(begin)

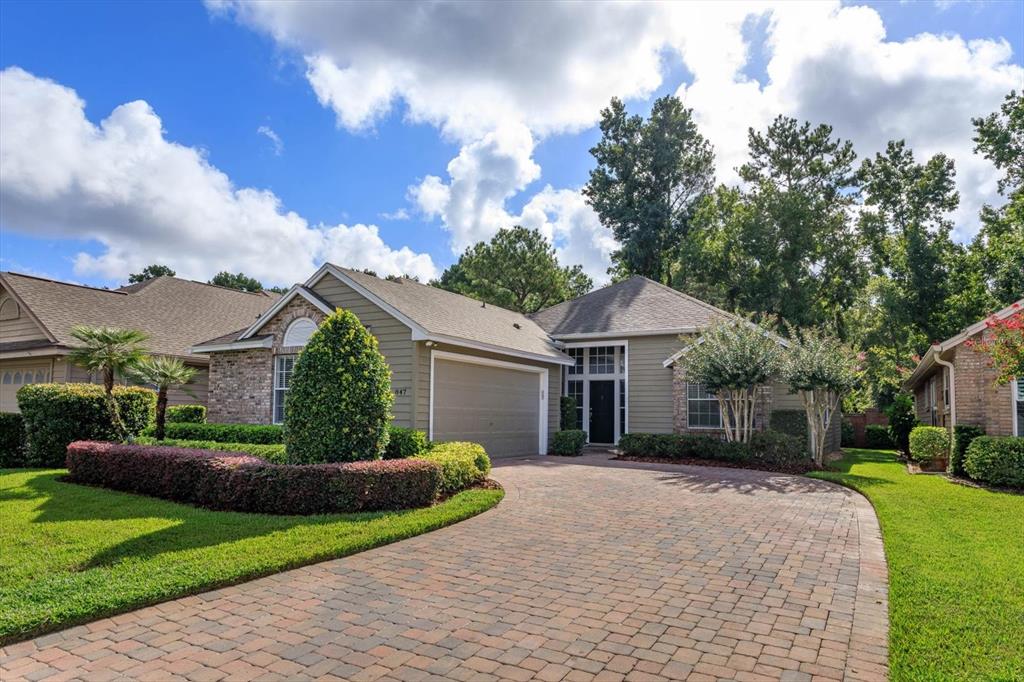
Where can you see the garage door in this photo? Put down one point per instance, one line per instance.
(13, 377)
(497, 407)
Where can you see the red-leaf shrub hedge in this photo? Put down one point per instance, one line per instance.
(242, 482)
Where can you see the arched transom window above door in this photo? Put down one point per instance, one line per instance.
(298, 332)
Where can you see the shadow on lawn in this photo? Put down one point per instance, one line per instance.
(194, 527)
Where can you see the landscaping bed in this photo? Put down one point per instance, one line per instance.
(75, 553)
(954, 555)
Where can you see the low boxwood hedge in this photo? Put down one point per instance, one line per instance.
(462, 464)
(997, 461)
(767, 449)
(186, 414)
(256, 433)
(243, 482)
(568, 442)
(11, 440)
(929, 442)
(877, 437)
(403, 442)
(54, 415)
(964, 435)
(270, 452)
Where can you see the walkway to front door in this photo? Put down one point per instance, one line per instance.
(589, 569)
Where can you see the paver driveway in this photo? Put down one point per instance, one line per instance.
(588, 569)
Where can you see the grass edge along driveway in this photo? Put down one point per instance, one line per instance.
(74, 553)
(955, 559)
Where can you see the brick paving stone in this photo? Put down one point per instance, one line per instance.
(603, 571)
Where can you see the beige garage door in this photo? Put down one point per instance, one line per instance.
(13, 376)
(496, 407)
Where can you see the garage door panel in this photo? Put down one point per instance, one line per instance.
(496, 407)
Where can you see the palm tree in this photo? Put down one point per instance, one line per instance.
(111, 351)
(165, 373)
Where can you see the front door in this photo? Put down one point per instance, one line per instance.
(602, 412)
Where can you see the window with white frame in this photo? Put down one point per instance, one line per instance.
(577, 355)
(283, 367)
(602, 359)
(702, 411)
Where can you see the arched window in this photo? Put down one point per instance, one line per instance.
(9, 309)
(298, 332)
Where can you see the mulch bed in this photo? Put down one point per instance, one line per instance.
(796, 470)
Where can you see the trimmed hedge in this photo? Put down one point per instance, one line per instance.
(186, 414)
(403, 442)
(339, 397)
(997, 461)
(568, 442)
(254, 433)
(768, 449)
(242, 482)
(964, 434)
(929, 442)
(877, 437)
(462, 464)
(270, 453)
(55, 415)
(11, 440)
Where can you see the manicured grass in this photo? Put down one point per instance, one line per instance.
(71, 553)
(955, 570)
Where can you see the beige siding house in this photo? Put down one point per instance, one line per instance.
(462, 370)
(38, 314)
(953, 384)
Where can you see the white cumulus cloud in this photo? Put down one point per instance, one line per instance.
(146, 199)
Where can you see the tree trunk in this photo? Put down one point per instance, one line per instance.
(161, 411)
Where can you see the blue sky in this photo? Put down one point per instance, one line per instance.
(215, 75)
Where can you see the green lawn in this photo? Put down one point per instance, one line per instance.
(71, 553)
(955, 570)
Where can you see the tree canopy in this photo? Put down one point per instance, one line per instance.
(516, 269)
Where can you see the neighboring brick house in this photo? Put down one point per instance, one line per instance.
(463, 370)
(953, 384)
(38, 314)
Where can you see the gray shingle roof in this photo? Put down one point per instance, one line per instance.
(631, 306)
(443, 313)
(176, 313)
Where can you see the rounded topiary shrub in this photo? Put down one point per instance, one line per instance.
(929, 442)
(338, 405)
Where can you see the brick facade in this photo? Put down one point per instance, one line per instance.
(242, 381)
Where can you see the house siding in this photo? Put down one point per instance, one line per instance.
(649, 394)
(394, 338)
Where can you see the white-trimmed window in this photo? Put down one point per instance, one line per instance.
(298, 333)
(702, 410)
(283, 367)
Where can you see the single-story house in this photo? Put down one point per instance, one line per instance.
(953, 384)
(463, 370)
(37, 315)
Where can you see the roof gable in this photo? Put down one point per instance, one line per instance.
(175, 313)
(633, 306)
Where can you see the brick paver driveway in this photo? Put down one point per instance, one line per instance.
(588, 569)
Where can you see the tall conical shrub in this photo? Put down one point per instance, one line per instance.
(339, 399)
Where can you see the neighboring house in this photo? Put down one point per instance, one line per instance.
(37, 316)
(953, 384)
(466, 371)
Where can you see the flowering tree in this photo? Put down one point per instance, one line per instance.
(731, 359)
(822, 371)
(1005, 345)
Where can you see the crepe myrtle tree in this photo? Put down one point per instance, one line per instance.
(338, 405)
(821, 370)
(732, 358)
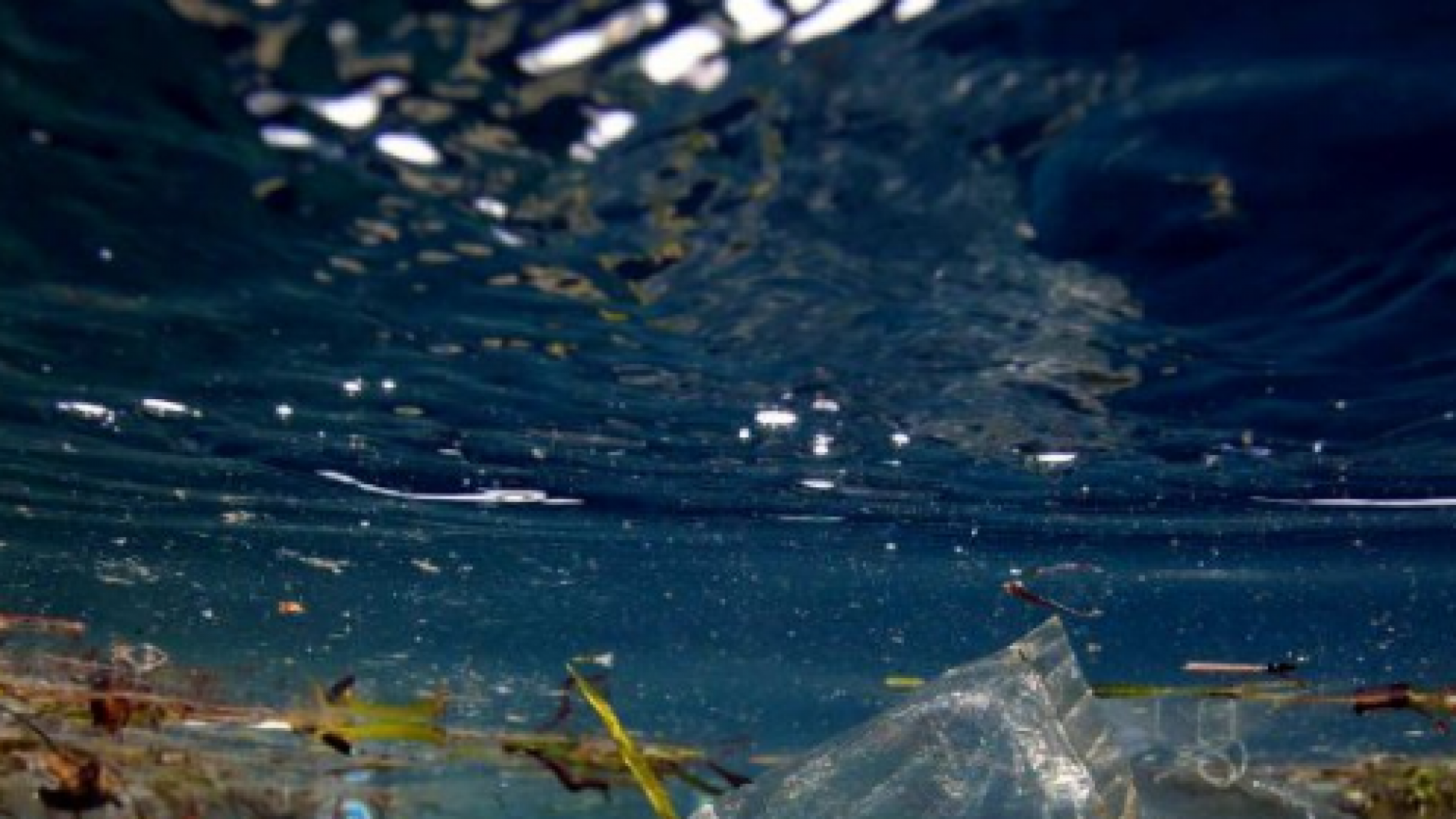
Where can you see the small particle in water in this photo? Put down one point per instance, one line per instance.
(775, 418)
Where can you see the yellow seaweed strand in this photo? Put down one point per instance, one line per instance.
(634, 758)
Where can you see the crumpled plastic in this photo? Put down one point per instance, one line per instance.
(1015, 735)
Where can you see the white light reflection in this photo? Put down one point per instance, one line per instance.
(776, 418)
(493, 208)
(838, 16)
(708, 76)
(912, 9)
(609, 127)
(87, 411)
(1366, 503)
(289, 137)
(354, 111)
(162, 408)
(1054, 459)
(577, 47)
(566, 51)
(821, 444)
(671, 58)
(755, 19)
(408, 147)
(480, 496)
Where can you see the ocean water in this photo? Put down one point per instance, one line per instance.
(752, 345)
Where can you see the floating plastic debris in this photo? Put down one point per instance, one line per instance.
(409, 149)
(776, 418)
(289, 139)
(755, 19)
(833, 18)
(87, 411)
(162, 408)
(671, 58)
(480, 496)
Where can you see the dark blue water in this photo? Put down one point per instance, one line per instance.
(763, 386)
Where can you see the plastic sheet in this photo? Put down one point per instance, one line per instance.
(1015, 735)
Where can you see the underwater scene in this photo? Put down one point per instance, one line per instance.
(734, 409)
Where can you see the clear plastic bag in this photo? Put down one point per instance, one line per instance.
(1015, 735)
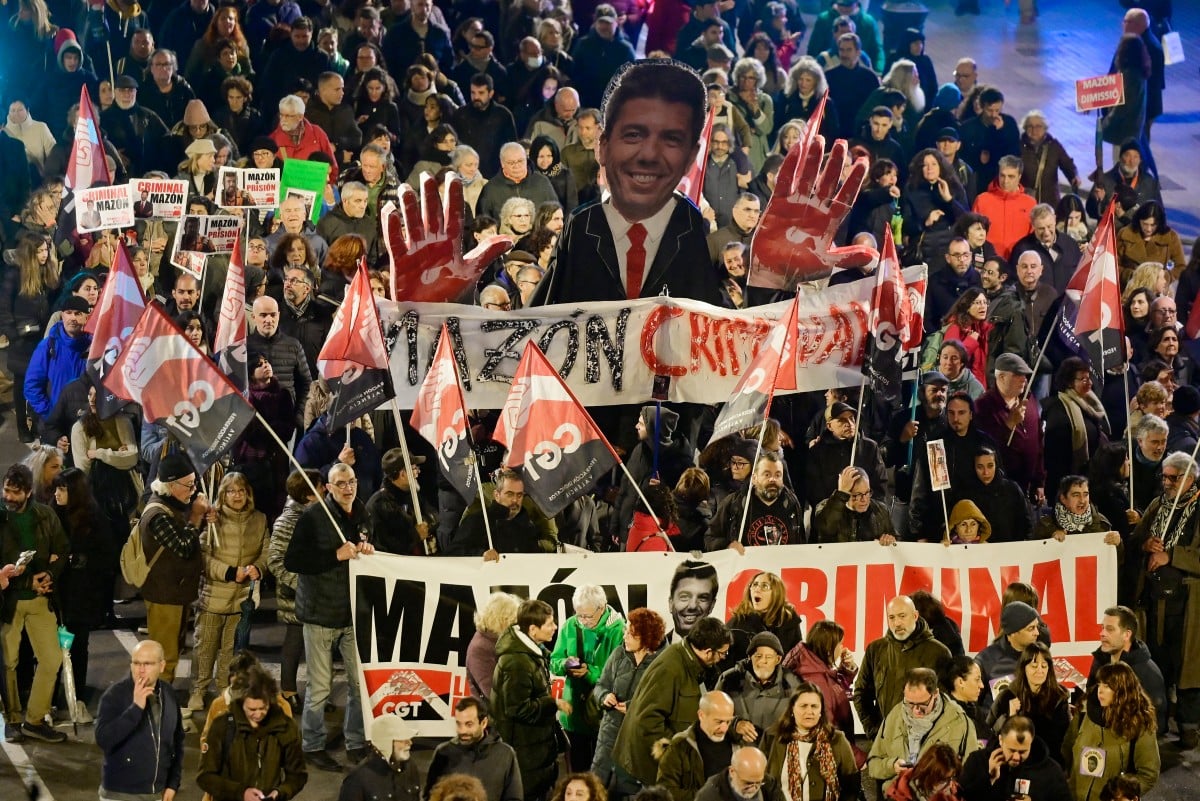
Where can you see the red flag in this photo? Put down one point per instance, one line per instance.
(229, 344)
(441, 417)
(111, 324)
(88, 166)
(354, 357)
(1092, 323)
(179, 387)
(891, 325)
(693, 182)
(550, 435)
(772, 368)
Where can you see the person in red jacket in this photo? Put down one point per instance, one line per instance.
(1007, 205)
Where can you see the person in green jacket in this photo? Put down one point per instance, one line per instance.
(581, 651)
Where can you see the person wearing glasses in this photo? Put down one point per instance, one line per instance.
(328, 535)
(171, 540)
(921, 720)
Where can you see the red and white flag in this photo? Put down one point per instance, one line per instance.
(551, 437)
(693, 182)
(772, 368)
(229, 344)
(441, 417)
(121, 303)
(88, 166)
(179, 387)
(354, 359)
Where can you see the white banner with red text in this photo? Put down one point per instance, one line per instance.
(414, 619)
(610, 353)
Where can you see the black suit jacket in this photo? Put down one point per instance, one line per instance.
(587, 267)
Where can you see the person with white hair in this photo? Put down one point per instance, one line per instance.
(298, 138)
(581, 651)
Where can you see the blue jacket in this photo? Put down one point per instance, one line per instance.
(58, 360)
(139, 758)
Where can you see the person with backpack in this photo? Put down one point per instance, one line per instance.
(169, 537)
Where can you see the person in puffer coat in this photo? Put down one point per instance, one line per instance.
(234, 547)
(263, 752)
(522, 708)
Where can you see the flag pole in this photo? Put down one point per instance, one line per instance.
(1029, 385)
(757, 450)
(304, 475)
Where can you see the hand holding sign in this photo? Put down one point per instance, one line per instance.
(795, 239)
(425, 245)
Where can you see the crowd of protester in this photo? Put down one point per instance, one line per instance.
(510, 97)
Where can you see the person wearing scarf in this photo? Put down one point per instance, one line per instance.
(1075, 422)
(1073, 513)
(811, 759)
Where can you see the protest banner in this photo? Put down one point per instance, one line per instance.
(204, 235)
(304, 179)
(1102, 91)
(247, 188)
(611, 353)
(101, 208)
(157, 199)
(412, 625)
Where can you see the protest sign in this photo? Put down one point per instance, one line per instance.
(157, 199)
(101, 208)
(413, 625)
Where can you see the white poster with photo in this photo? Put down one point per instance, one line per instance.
(157, 199)
(247, 188)
(102, 208)
(205, 235)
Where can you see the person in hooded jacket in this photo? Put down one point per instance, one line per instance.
(262, 753)
(673, 452)
(1019, 756)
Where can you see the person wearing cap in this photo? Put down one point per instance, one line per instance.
(1019, 628)
(59, 359)
(262, 757)
(394, 527)
(831, 455)
(659, 444)
(388, 772)
(171, 527)
(760, 687)
(775, 516)
(1001, 413)
(133, 128)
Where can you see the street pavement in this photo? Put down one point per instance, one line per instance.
(1035, 65)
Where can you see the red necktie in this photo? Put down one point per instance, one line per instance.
(635, 262)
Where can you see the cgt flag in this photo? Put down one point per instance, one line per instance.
(229, 344)
(441, 417)
(179, 387)
(354, 357)
(773, 368)
(551, 437)
(1091, 323)
(118, 311)
(891, 325)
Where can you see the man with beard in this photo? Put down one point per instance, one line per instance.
(299, 138)
(667, 700)
(775, 516)
(909, 431)
(702, 750)
(1168, 544)
(881, 681)
(29, 525)
(135, 131)
(388, 771)
(477, 751)
(484, 124)
(760, 687)
(1020, 762)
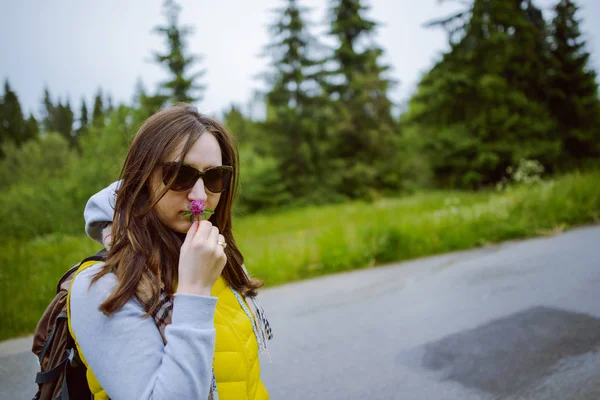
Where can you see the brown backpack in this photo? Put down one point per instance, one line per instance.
(62, 375)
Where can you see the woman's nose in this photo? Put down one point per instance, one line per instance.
(198, 192)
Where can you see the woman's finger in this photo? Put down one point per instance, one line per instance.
(190, 234)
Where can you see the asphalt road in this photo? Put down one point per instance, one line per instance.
(520, 320)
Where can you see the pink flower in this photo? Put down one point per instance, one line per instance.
(197, 207)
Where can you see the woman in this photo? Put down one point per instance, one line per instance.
(147, 322)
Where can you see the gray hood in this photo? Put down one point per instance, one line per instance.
(99, 211)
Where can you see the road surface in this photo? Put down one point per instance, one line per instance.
(520, 320)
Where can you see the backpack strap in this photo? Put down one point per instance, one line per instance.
(54, 373)
(51, 337)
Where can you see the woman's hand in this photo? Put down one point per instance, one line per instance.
(201, 260)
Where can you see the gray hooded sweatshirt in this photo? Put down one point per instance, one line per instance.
(125, 351)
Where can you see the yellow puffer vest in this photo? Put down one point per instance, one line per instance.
(236, 364)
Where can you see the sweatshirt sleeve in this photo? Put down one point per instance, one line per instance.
(99, 211)
(126, 353)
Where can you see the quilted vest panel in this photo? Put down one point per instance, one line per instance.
(236, 363)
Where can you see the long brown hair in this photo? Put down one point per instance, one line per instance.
(144, 253)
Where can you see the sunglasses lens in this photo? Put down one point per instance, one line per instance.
(217, 179)
(185, 179)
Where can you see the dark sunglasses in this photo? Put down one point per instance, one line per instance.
(216, 179)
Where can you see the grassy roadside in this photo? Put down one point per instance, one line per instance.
(316, 241)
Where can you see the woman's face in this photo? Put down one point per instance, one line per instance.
(204, 153)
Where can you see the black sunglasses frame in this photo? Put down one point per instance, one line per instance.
(199, 174)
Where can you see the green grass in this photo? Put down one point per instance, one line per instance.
(310, 242)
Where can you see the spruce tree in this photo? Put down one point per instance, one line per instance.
(109, 105)
(574, 101)
(32, 128)
(48, 112)
(294, 101)
(181, 87)
(483, 106)
(12, 126)
(363, 130)
(83, 118)
(64, 122)
(98, 111)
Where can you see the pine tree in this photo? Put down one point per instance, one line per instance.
(483, 107)
(12, 126)
(574, 101)
(98, 112)
(48, 117)
(64, 122)
(364, 132)
(180, 88)
(294, 101)
(109, 105)
(32, 128)
(83, 118)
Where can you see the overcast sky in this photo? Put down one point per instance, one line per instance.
(76, 46)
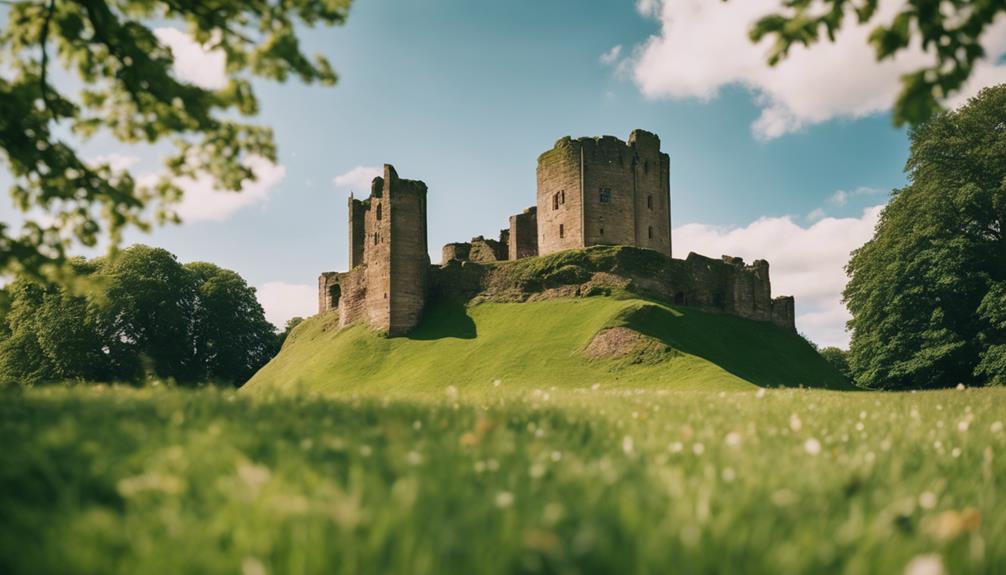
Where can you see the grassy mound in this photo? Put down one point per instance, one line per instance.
(543, 344)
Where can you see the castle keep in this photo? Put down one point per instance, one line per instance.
(591, 191)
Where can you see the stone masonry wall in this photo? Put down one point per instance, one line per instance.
(386, 286)
(524, 234)
(604, 191)
(559, 213)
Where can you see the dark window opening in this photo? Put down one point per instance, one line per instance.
(334, 294)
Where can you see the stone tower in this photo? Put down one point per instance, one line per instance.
(386, 285)
(596, 191)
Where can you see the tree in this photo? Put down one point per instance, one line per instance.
(928, 293)
(291, 324)
(130, 91)
(232, 339)
(838, 359)
(152, 318)
(950, 29)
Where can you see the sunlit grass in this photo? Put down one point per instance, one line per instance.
(490, 480)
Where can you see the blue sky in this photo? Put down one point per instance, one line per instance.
(466, 94)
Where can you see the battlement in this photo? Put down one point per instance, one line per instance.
(591, 192)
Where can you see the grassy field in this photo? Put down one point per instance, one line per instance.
(540, 344)
(484, 478)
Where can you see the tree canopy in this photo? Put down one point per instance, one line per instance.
(153, 318)
(129, 90)
(949, 29)
(928, 293)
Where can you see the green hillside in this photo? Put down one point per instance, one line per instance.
(547, 343)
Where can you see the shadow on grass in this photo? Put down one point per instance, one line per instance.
(759, 352)
(445, 318)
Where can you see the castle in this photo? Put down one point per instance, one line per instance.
(591, 191)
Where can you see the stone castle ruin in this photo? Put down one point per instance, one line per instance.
(592, 191)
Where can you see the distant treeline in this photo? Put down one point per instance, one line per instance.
(139, 316)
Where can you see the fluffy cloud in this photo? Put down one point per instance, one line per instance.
(193, 62)
(612, 55)
(283, 301)
(203, 201)
(807, 262)
(359, 178)
(703, 45)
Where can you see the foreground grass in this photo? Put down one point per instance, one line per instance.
(540, 344)
(492, 481)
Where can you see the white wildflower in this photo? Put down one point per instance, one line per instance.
(733, 439)
(628, 445)
(931, 564)
(504, 500)
(812, 446)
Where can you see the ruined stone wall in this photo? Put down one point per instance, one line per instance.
(357, 230)
(621, 190)
(524, 234)
(559, 213)
(387, 283)
(409, 257)
(458, 250)
(651, 175)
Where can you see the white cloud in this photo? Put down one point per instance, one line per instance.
(816, 214)
(842, 197)
(359, 178)
(807, 262)
(193, 62)
(283, 301)
(703, 46)
(203, 201)
(612, 55)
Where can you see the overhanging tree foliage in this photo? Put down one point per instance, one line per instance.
(130, 91)
(928, 293)
(154, 318)
(949, 29)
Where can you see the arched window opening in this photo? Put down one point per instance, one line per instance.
(334, 294)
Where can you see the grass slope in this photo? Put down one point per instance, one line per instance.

(end)

→ INSTRUCTIONS TO FOLLOW
Please rewrite the listing from the line with "Where can you see the ruined" through the end of the listing, replacing "Put down" with "Mark". Change nothing else.

→ ANSWER FOR THE TASK
Where can you see the ruined stone wall in this photo? Mark one point per instance, one line per instance.
(357, 230)
(621, 190)
(524, 234)
(559, 213)
(387, 283)
(409, 257)
(458, 250)
(651, 175)
Where can you see the white cloud in this photo? Mark one point per instance, one line per instance.
(816, 214)
(842, 197)
(359, 178)
(807, 262)
(193, 62)
(283, 301)
(703, 46)
(203, 201)
(612, 55)
Where can you see the overhanging tree foliage in this photo? Mark one point per instance, one line per instance.
(130, 91)
(928, 293)
(154, 318)
(949, 29)
Where can you see the arched window opening in this photo? Mark one point per instance, one line per instance.
(334, 294)
Where can you see the grass slope in this photo? Mark one point per instance, one line per instance.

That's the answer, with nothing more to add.